**Work to do**:
• 1. Sum up the call transcript below in two sentences.
• 2. In the call transcript below, by how much did Goodyear say global tire shipments fell in the first quarter?

**Page**:
— start —
If you wish to ask a question, please dial pound key five on your telephone keypad to enter the queue. If you wish to withdraw your question, please dial pound key six on your telephone keypad. The next question comes from Akshat Kakkar from JPM. Please go ahead.
Good afternoon, Paolo and Yari Akshat from JPMorgan. I have three questions, please, and I will take them one by one, if possible. The first one on end markets and what your peers have been saying recently. So Goodyear last evening talked about global tire shipments being down 10% in the first quarter. And I understand they do have exposure to the truck business and there are some weather-related impacts in the U.S. But could you just give us a download on how you're seeing the inventory situation in both Europe and North America? And how do you expect the start of the year in terms of selling volumes, please?
Thank you. Thank you very much for your question. Obviously, comparing Nokia and Tire with Goodyear and other companies, I need to remind you that obviously we are mainly focusing on specific segments, while Goodyear obviously is exposed to... larger to a larger scope. In general, we see, I would say, an healthy development of the inventory. We believe that from the pure dealer or seller point of view, the inventory were pretty stable during 2025. And we see a pretty stable also consumer demand. So this is not really affecting our own business. Of course, when we look at the quarter four performance of Nokiantari in particular, we should not forget winter. came pretty late so in some way we were affected by a lower let's say a mild winter season in quarter four fortunately since i would say before christmas then winter started to come and started to come heavily in in europe both in the nordics as well as in north america so This is also making us confident about the inventory development of 2026, because obviously a stronger winter for a company like us that is strongly exposed to the winter tire business or all-season business, it's obviously something that is helping the inventory to be released to the end user. And consequently, we can anticipate that from the inventory point of view, we don't see major issues in 2026.
Thank you. And the second question I have is on your top line assumptions. When I think about 2026, you're talking about top line growth. Could you just help us understand that better? What kind of growth assumptions are you working with either in the passenger car business or for the group overall? And what does that mean in terms of volume growth for the business in 2026? That's the second question, please.
Thank you also. This is a very important question. When we say growth, we are expecting one-digit growth. This is the best visibility we have at the moment and it's also reflecting our strong focus on profitability improvement. What I mean is that we are not going to look for market share growth, we are not going to fight for higher volume. As far as we don't see, those volumes will deliver value. This was the journey, as you know very well, that we started in 2025. We will keep carrying this journey in 2026. So when we say growth, we are at the moment indicating one single digit growth.
Understood. And the last question is on the definition of segments operating profit. Sorry, I can hear a massive echo. The question is on these IFRS exclusions. I thought the idea was to move away from any excluded costs in the medium term. Could you just tell me your recent view on how you want to tackle these exclusions going forward and what do you want to book in those one-off costs, please? Thank you.
— end —
Collected data
— start —
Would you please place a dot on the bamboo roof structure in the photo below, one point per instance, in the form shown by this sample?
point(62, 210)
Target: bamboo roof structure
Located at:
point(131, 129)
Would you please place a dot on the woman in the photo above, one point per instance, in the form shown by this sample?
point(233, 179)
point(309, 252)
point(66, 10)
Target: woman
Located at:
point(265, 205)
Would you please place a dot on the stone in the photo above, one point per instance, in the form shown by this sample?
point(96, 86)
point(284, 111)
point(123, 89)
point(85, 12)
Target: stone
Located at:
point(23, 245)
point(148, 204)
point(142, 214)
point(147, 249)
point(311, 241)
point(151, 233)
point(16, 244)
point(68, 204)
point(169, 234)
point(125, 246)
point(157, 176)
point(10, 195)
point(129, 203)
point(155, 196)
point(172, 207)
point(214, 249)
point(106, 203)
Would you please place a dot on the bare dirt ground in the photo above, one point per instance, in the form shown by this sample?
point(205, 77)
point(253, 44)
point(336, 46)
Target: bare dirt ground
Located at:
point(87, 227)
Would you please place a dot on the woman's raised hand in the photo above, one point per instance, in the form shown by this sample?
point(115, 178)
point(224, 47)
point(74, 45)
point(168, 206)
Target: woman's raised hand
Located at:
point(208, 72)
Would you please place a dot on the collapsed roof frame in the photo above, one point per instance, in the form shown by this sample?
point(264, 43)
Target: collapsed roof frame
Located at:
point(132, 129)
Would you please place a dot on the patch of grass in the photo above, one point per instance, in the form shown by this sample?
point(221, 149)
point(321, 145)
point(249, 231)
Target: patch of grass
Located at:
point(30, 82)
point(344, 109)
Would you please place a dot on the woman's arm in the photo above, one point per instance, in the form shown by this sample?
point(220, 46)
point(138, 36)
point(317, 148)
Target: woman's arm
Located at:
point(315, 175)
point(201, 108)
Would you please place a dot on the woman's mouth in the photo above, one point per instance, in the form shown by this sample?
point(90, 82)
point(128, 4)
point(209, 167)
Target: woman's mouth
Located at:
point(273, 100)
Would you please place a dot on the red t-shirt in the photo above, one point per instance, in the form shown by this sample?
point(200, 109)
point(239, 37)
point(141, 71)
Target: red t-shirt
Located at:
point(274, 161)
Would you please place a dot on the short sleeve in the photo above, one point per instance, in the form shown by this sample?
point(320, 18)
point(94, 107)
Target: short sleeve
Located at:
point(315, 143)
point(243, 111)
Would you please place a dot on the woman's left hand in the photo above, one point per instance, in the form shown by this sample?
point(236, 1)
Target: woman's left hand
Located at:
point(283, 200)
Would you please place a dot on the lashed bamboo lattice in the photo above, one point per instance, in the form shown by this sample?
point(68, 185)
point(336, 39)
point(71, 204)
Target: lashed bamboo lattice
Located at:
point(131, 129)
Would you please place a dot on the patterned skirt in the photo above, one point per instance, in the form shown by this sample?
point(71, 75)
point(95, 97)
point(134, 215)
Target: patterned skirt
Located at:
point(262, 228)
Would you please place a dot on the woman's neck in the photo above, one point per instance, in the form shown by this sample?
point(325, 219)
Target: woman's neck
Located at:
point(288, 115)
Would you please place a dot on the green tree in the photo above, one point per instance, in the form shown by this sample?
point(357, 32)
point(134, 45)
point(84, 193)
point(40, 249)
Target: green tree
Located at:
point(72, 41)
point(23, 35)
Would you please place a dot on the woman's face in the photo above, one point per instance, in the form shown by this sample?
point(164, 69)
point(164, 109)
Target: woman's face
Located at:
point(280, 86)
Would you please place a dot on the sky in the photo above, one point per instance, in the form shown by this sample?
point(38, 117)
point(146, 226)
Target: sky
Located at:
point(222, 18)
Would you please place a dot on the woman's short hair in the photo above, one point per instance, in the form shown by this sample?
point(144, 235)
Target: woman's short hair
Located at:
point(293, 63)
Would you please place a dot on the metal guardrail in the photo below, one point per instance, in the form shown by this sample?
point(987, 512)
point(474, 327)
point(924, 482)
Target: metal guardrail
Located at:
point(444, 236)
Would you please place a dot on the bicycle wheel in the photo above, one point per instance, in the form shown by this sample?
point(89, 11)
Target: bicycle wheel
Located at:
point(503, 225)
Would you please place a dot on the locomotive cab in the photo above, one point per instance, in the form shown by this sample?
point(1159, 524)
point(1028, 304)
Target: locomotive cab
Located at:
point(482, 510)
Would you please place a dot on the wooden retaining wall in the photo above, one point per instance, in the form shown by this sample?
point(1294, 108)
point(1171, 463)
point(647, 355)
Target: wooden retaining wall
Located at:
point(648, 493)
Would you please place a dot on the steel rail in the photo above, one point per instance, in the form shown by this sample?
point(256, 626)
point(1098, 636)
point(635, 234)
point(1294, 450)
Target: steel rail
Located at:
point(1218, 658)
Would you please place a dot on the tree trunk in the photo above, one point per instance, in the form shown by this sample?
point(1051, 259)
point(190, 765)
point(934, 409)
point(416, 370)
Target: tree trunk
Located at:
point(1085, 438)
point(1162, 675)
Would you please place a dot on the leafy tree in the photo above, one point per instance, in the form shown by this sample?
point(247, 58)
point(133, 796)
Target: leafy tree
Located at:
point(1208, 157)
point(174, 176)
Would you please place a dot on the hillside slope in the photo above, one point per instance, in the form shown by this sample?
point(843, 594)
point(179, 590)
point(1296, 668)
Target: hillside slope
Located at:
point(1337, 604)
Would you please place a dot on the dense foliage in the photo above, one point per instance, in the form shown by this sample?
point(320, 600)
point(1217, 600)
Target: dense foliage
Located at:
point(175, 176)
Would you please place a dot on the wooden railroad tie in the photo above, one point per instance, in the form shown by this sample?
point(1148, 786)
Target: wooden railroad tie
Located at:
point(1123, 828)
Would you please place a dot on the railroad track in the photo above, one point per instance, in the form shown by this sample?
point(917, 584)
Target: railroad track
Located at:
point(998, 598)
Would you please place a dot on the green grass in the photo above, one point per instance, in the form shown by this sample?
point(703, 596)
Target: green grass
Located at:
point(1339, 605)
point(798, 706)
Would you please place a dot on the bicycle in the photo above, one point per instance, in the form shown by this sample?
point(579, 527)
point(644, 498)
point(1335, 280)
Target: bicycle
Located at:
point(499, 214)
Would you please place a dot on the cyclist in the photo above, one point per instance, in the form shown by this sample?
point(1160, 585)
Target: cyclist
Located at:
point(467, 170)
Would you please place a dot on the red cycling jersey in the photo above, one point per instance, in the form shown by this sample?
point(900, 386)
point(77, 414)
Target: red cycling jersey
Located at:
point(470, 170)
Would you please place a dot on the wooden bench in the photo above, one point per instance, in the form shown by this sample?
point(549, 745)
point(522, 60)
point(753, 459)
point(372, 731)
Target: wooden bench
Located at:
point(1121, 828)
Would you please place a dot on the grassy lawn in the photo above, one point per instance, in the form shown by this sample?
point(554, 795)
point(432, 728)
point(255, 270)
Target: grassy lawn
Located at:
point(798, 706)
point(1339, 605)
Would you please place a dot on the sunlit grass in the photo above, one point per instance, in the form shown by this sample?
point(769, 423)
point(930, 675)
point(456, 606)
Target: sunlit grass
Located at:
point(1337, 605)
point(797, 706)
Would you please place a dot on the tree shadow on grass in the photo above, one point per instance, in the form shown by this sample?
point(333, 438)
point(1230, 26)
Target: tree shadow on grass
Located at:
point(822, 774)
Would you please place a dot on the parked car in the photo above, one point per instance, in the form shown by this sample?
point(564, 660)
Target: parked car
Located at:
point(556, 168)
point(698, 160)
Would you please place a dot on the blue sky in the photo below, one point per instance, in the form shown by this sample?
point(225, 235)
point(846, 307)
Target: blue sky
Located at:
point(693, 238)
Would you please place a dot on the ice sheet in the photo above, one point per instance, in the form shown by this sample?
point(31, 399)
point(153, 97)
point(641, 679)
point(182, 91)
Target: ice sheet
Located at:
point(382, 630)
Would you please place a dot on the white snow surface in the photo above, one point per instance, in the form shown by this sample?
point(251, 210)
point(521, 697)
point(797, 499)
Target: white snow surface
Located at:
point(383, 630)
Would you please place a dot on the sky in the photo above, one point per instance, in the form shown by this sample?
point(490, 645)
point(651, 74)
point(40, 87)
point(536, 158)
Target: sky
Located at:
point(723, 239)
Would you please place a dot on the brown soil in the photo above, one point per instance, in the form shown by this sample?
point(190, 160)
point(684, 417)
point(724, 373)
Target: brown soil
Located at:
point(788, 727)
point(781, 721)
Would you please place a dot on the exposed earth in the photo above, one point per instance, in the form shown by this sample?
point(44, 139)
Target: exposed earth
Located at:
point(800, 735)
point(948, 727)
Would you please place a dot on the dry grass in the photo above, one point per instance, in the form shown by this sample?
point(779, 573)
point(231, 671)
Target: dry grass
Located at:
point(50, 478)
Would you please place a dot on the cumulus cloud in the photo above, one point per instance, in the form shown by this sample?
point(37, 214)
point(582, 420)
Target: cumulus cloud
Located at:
— end —
**Task-by-task solutions**:
• 1. An analyst from JPMorgan asks about inventory and selling volumes in Europe and North America, growth assumptions for 2026, and how exclusions in segment operating profit will be handled. The company replies that dealer inventory stayed stable during 2025, that a late but heavy winter makes it confident about inventory in 2026, and that it expects single-digit growth without fighting for market share or higher volume.

• 2. By 10%.